_SHORT TASK_
List every line in the records that contains the word "trough". Case matters.

_WORKING DATA_
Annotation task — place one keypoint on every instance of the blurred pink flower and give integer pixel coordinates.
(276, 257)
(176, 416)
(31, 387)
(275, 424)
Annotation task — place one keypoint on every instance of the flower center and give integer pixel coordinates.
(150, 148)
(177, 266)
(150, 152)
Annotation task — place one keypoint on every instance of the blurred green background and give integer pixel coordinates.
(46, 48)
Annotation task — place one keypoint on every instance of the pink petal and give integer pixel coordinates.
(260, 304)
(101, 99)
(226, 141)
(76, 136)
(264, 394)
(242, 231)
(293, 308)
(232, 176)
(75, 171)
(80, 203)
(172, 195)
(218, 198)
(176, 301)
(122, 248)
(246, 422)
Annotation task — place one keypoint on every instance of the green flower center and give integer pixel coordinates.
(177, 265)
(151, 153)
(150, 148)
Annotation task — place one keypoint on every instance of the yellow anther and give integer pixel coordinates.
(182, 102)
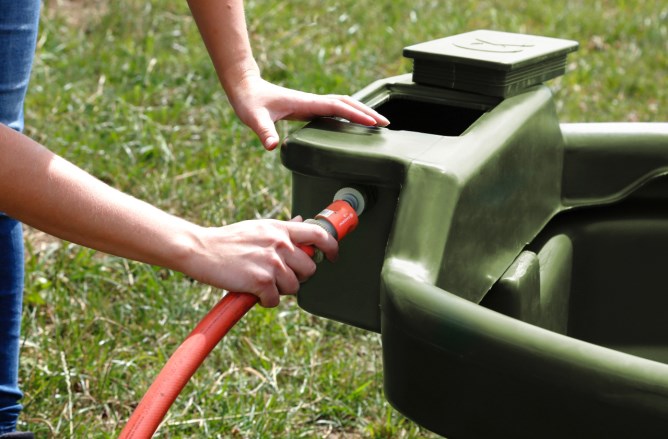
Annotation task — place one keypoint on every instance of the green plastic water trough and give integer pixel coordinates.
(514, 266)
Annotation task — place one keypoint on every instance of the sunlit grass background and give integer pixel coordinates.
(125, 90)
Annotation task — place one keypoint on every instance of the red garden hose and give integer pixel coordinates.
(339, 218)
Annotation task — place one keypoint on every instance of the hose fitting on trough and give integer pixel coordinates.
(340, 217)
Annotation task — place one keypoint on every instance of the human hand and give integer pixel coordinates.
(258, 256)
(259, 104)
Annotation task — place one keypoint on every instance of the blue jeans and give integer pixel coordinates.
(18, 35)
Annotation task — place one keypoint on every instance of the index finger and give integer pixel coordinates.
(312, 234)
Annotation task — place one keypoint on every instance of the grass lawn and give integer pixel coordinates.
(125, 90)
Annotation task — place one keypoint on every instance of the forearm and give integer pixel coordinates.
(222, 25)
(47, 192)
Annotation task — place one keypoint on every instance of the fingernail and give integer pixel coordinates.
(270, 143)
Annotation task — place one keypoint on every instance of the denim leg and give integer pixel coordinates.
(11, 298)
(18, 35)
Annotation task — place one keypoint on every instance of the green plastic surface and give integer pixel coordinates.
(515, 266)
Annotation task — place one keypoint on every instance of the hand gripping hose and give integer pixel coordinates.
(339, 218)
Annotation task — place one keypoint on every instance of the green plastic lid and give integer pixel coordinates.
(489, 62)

--

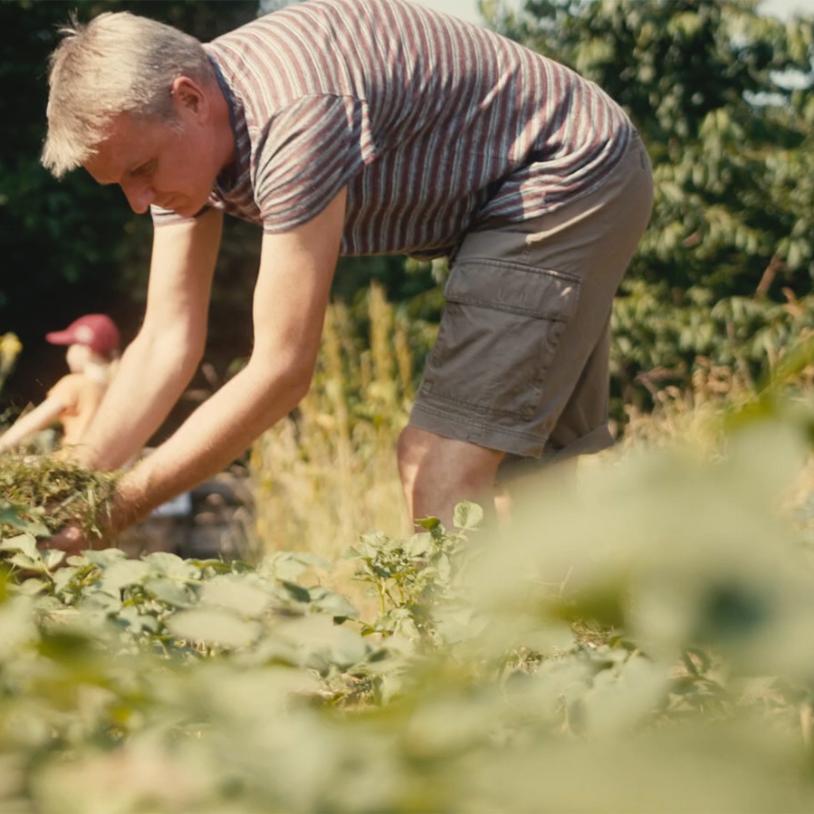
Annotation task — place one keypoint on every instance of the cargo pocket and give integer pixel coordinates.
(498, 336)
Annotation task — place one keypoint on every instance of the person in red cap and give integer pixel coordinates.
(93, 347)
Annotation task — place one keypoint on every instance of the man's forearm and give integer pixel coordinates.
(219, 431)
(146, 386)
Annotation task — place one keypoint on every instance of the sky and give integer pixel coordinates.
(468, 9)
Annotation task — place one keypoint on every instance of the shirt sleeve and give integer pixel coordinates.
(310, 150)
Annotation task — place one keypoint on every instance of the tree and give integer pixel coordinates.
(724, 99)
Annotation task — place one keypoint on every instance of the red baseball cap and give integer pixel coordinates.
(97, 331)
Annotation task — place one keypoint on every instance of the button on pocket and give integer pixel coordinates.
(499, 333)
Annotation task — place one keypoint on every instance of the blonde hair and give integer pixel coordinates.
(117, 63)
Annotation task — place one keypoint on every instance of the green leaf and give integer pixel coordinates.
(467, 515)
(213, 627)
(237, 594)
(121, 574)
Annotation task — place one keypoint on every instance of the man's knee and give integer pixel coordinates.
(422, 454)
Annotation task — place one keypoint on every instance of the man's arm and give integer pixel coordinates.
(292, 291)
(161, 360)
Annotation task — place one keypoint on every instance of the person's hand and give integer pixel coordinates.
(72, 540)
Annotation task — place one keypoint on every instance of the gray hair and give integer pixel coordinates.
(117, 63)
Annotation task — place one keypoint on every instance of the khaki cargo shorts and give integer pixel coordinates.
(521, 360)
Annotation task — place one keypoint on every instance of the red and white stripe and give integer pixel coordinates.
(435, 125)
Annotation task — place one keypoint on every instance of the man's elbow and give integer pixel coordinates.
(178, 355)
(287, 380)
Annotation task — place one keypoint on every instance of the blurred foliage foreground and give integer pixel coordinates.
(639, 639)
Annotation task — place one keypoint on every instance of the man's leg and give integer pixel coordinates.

==

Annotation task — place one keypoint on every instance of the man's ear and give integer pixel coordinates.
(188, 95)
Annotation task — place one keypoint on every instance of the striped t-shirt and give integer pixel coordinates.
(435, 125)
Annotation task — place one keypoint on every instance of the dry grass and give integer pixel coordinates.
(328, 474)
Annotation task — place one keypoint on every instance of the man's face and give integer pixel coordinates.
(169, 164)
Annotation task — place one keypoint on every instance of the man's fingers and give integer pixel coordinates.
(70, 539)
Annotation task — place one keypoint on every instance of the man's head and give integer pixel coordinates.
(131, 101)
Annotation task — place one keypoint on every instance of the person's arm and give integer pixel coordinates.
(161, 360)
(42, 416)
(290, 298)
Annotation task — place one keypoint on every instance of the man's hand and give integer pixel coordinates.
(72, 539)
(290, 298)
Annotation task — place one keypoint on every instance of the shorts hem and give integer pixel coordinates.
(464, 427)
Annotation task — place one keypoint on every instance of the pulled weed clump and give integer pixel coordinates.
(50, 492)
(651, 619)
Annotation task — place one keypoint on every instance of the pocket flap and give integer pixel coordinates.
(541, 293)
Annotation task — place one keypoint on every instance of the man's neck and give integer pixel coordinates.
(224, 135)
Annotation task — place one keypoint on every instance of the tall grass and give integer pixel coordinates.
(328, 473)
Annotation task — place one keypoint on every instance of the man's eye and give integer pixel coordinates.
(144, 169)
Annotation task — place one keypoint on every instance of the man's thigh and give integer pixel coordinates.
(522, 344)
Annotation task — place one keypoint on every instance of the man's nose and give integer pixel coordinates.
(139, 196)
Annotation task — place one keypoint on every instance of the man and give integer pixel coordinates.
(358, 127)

_WRITTEN SOLUTION_
Annotation task — place one keypoint on every instance of the green plastic water trough and give integer pixel coordinates.
Annotation task — place one keypoint on every instance of the hose fitting on trough and give integer pixel coordinates.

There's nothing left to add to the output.